RAW RECORDS -
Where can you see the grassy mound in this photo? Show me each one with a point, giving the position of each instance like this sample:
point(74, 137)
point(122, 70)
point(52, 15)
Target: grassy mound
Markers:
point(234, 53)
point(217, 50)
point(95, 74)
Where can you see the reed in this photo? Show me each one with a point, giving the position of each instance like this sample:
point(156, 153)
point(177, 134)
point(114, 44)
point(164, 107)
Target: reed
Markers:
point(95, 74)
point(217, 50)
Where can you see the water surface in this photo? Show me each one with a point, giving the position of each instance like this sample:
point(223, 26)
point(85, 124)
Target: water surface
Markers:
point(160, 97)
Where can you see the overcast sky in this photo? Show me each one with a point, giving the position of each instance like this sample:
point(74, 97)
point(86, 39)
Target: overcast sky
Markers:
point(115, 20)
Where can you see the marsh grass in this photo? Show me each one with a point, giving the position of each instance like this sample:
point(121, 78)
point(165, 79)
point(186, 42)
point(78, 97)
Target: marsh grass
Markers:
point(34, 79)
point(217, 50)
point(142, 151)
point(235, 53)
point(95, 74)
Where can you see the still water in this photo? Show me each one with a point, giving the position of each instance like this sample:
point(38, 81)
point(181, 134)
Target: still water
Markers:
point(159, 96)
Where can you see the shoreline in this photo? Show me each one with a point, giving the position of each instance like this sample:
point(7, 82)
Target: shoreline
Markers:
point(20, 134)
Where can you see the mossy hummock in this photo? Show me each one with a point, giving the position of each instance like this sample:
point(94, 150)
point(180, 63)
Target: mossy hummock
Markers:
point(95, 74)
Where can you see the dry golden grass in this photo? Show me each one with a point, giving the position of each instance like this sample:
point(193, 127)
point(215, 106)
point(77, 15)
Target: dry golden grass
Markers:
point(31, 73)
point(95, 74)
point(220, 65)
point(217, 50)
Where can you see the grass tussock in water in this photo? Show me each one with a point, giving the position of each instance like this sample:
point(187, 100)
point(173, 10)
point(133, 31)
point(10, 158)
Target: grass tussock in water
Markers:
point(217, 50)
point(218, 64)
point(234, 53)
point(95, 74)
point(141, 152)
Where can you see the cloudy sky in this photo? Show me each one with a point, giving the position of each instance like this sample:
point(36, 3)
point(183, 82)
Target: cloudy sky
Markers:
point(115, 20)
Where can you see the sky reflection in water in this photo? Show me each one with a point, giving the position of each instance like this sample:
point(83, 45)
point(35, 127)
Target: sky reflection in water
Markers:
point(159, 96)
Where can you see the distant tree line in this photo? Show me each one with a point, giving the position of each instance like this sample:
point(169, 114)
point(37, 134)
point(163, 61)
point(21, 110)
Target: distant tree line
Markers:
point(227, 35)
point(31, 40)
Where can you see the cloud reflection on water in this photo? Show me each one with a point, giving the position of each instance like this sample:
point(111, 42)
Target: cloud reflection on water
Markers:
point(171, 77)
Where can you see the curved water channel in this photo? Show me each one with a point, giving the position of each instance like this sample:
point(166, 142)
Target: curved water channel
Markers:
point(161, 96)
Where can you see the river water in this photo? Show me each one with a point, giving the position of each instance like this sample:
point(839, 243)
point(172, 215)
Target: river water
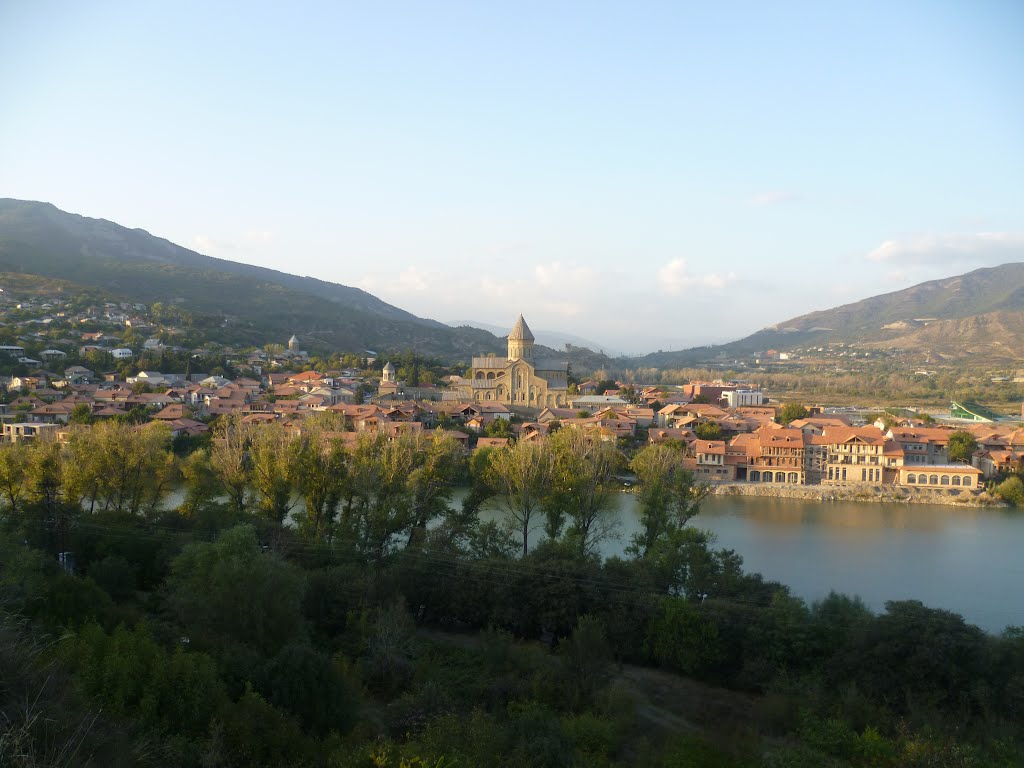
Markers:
point(967, 560)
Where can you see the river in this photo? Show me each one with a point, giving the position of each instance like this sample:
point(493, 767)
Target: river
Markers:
point(967, 560)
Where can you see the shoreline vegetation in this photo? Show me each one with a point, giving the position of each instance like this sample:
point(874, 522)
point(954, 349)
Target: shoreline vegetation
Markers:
point(216, 635)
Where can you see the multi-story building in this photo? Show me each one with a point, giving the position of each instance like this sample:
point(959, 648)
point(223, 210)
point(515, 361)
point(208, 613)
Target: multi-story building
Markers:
point(778, 456)
point(854, 455)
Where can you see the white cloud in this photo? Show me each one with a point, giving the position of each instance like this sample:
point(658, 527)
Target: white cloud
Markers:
point(774, 198)
point(943, 249)
point(557, 274)
point(259, 237)
point(674, 278)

TASK TO COMPLETE - Return the whole listing above verbatim, line for line, and leave the pictures out of your answer.

EXPECTED ANSWER -
Where can you see the grassy mound in this photo? Show me each one with a point, giving the position of each instance like this sample:
point(74, 137)
point(122, 70)
point(52, 15)
Target: grassy mound
Markers:
point(234, 53)
point(217, 50)
point(95, 74)
Where can you see the reed in this photo? Show me each one with a point, giving the position of each instance like this sample:
point(156, 153)
point(177, 134)
point(114, 44)
point(164, 107)
Target: reed
Markers:
point(95, 74)
point(217, 50)
Where can you see the water surface in this photo? Show me each one with a point, giving the position of each instance like this sample:
point(223, 26)
point(85, 124)
Target: water surface
Markers:
point(160, 97)
Where can you see the overcast sky in this photo? Show me each one with a point, giving the position of each instance like this sample:
point(74, 97)
point(86, 39)
Target: overcast sky
Markers:
point(115, 20)
Where can you see the marsh grass in this photo? Show me each one with a point, giving the position of each instance like this sample:
point(121, 78)
point(165, 79)
point(186, 42)
point(78, 97)
Target: marsh grass
Markers:
point(34, 79)
point(217, 50)
point(142, 151)
point(235, 53)
point(95, 74)
Where can you see the still water in this photo? Show me each one with a point, giving the position of each instance like this sample:
point(38, 81)
point(181, 134)
Target: still water
Markers:
point(159, 96)
Where can you see the shoreline in this photo? Show me each one with a point, giving the position of each instance like this sample:
point(7, 82)
Target: shoreline
Markers:
point(20, 134)
Where can you see the mossy hummock in this photo? Show me each one with a point, giving the position of each instance like this sample:
point(94, 150)
point(180, 63)
Target: mossy hummock
Markers:
point(95, 74)
Where can you see the dry golden grass in this photo? Show me each one with a point, giving the position of each instance like this sample:
point(193, 127)
point(215, 106)
point(77, 15)
Target: dry golden grass
Markers:
point(31, 73)
point(95, 74)
point(220, 65)
point(217, 50)
Where can you see the grass tussock in water in this photo? Show me each one with a point, giving the position of each instance like this sample:
point(187, 100)
point(173, 10)
point(133, 31)
point(10, 158)
Target: grass tussock in water
Markers:
point(217, 50)
point(218, 64)
point(234, 53)
point(95, 74)
point(141, 152)
Where can you see the cloudy sky in this photo? Show me each one with a point, giving the position of each instance like this sample:
point(36, 3)
point(183, 82)
Target: cloudy sky
Markers:
point(115, 20)
Where can you see the sky reflection in water in this photo? Show me each one with a point, giving the position of each instance like this sample:
point(83, 45)
point(35, 127)
Target: sky reflection in water
Markers:
point(159, 96)
Where can you see the distant tree line in this photo? Show me each one with a point, giving the position of each instance like this sample:
point(169, 114)
point(37, 134)
point(163, 61)
point(21, 110)
Target: distant tree line
Markers:
point(227, 35)
point(31, 40)
Where can you see the cloud reflection on water in this photo? Show me each one with a point, giving the position of each instance like this sample:
point(111, 42)
Target: cloud reflection on water
Markers:
point(171, 77)
Where can you see the curved water channel in this photo? Show me each one with a point, giving the position of each instance like this sample:
point(166, 142)
Target: curved water channel
Markers:
point(161, 96)
Where can you see the river water in this photo? Show me each one with a point, giving the position of each instance like this sample:
point(839, 243)
point(172, 215)
Target: river water
Markers:
point(967, 560)
Where can you see the river in this photo? Show me each one with a point, giving the position of each instance like this sample:
point(493, 767)
Target: river
Markers:
point(967, 560)
Where can you see the shoreline vegetation in this photo? Show me each one with a point, giving the position of each instance like this sample:
point(874, 522)
point(954, 349)
Target: shoreline vegetation
Markers:
point(216, 635)
Where can you see the multi-story building in this photo? Show me each one with a point, giving the position of each instance like this sample:
point(959, 648)
point(223, 210)
point(515, 361)
point(208, 613)
Target: multi-story building
Markers:
point(778, 456)
point(854, 455)
Where can you see the white cloud in this photo? Show me each one with a point, giving the position of each instance like this sample:
point(658, 527)
Target: white cloud
Markers:
point(774, 198)
point(943, 249)
point(557, 274)
point(259, 237)
point(674, 278)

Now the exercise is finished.